Reproduce the entire listing below, requests included, and shift each answer coordinate by adding 32 to it.
** Begin **
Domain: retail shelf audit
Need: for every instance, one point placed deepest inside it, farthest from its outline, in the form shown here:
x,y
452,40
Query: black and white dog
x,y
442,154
** End **
Written answer →
Domain: retail shelf audit
Need: for every instance, one point placed deepest inside it, farthest from its outline, in the form shown here:
x,y
452,40
Query: black and white dog
x,y
474,186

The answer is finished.